Brief 1. According to the hospital-robot article, what is the global medical robotics market predicted to reach by 2020?
Brief 2. Repeat word for word the part of the hospital-robot article starting at "Doctor Who? Medicine's" and ending at "all at once.".

Selected excerpt.

Doctor Who? Medicine's New Steely Helpers
WHY YOU SHOULD CARE
R2-D2 may soon diagnose your cancer, bear your dying secrets and dance for you all at once.
By Leslie Nguyen-Okwu
Cold and shiny, they zip and zoom on the slick linoleum floors of Changi General Hospital, located deep in Singaporean suburbia. When I get in the way, they let me know. “Please let me through,” requests a 375-pound robot with bright eyes and a Splenda-sweet smile. I freeze. “That wasn’t a question,” a nearby nurse whispers. The steely migrant is on a mission to deliver lab specimens to another ward.
Changi General CEO Lee Chien Earn likes to call his hospital the “living lab,” a sort of incubator for medical helper bots, which, he says, will soon be “the future of hospitals everywhere.” Soon, meaning just a few years from now. The global medical robotics market is predicted to reach $7.6 billion by 2020, up from $2.7 billion in 2014, according to the India-based research firm IndustryARC. Some of these technologies first appeared more than a decade ago, but there wasn’t much interest. This time around, though, the equipment is more advanced and administrators are under pressure to cut costs. Lee wouldn’t disclose how much the hospital spent on its four artificial workers, but he says the investment will pay for itself in five years and that since arriving in February they’ve boosted productivity by 30 percent. Nurses say that has allowed them to focus on more meaningful tasks, but the robots have taken some getting used to. “They’re kind of like big cockroaches,” says Assistant Director Tenny Chow, referring to the way they slowly creep through the halls.

Dataset entries.
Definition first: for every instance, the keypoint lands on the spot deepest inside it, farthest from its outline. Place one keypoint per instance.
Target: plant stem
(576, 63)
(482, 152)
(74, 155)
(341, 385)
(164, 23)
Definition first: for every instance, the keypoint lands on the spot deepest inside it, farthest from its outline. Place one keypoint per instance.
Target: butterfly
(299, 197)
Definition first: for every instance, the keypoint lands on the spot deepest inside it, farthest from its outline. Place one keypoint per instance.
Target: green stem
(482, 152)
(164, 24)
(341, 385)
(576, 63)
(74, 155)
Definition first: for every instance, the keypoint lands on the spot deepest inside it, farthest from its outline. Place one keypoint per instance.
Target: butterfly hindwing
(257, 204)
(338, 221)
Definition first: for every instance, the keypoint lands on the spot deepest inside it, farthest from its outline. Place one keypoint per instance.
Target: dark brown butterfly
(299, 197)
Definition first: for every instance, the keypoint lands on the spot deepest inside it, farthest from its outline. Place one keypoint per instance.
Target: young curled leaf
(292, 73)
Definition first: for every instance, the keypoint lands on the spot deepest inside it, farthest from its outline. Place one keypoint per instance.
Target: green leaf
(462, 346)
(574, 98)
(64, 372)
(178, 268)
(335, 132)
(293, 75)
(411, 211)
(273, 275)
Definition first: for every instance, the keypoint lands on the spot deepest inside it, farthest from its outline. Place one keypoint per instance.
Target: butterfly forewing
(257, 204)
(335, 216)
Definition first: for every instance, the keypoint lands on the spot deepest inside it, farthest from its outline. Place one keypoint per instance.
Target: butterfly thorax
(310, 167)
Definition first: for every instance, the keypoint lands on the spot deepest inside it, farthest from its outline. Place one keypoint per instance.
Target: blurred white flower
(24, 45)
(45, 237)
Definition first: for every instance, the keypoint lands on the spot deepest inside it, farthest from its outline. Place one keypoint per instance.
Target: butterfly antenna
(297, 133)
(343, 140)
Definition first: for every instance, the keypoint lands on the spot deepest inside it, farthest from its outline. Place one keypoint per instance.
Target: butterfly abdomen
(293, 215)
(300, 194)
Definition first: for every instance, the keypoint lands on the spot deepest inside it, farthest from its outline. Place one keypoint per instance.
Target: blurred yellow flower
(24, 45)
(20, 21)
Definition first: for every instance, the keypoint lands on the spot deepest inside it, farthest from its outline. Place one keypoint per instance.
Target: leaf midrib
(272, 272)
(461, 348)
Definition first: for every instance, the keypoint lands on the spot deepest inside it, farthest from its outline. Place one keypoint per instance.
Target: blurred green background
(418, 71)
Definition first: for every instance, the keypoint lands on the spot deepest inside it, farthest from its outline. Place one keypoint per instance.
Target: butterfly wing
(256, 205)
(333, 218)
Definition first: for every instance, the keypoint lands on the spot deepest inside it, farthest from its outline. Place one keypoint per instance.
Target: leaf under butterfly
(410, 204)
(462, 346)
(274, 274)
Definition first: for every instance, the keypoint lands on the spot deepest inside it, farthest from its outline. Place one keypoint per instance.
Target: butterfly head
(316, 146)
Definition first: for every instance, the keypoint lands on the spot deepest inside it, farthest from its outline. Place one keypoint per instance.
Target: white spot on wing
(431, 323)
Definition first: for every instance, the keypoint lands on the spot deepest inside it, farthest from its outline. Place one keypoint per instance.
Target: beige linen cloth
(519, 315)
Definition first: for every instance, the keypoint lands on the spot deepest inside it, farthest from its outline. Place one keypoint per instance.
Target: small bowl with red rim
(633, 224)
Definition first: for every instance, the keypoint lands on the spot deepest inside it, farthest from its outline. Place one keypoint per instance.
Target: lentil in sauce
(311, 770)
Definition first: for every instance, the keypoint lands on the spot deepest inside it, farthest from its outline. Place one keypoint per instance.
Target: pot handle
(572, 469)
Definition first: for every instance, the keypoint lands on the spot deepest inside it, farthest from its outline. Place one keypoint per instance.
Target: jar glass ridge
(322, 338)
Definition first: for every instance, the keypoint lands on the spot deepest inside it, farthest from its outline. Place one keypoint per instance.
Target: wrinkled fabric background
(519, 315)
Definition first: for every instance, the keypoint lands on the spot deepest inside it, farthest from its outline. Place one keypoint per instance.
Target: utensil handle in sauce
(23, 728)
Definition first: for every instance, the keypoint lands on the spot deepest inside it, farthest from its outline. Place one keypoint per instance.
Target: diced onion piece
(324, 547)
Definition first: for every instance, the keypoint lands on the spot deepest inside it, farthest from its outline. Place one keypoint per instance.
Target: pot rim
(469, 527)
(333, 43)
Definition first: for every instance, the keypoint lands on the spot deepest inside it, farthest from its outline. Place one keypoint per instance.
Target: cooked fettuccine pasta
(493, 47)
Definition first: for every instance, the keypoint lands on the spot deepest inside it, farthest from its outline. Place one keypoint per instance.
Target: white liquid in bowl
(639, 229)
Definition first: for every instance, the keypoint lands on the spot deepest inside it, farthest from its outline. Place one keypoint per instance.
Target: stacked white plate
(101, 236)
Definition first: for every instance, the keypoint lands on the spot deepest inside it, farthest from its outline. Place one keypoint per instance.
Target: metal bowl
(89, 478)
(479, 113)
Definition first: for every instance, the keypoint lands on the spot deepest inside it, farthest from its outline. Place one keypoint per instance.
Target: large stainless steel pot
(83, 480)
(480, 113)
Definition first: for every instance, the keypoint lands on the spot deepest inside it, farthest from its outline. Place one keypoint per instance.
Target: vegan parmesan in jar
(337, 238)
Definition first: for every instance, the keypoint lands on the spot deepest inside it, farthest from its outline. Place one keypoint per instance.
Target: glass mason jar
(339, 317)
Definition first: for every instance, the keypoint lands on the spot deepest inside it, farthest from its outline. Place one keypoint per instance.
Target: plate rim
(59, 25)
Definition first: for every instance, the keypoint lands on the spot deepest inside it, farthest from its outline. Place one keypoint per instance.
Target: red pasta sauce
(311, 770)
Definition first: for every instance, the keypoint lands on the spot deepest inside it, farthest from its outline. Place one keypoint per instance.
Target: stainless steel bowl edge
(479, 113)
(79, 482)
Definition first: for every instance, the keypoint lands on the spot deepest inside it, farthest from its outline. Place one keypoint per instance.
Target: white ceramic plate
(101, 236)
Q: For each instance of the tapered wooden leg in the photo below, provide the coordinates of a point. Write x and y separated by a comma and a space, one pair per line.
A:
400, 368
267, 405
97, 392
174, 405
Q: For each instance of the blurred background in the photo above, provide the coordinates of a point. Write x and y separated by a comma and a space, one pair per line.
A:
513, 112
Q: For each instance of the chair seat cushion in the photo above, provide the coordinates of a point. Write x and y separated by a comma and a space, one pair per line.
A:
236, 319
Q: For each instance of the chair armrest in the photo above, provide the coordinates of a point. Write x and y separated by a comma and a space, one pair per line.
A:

Your solution 1. $7.6 billion

Your solution 2.
Doctor Who? Medicine's New Steely Helpers
WHY YOU SHOULD CARE
R2-D2 may soon diagnose your cancer, bear your dying secrets and dance for you all at once.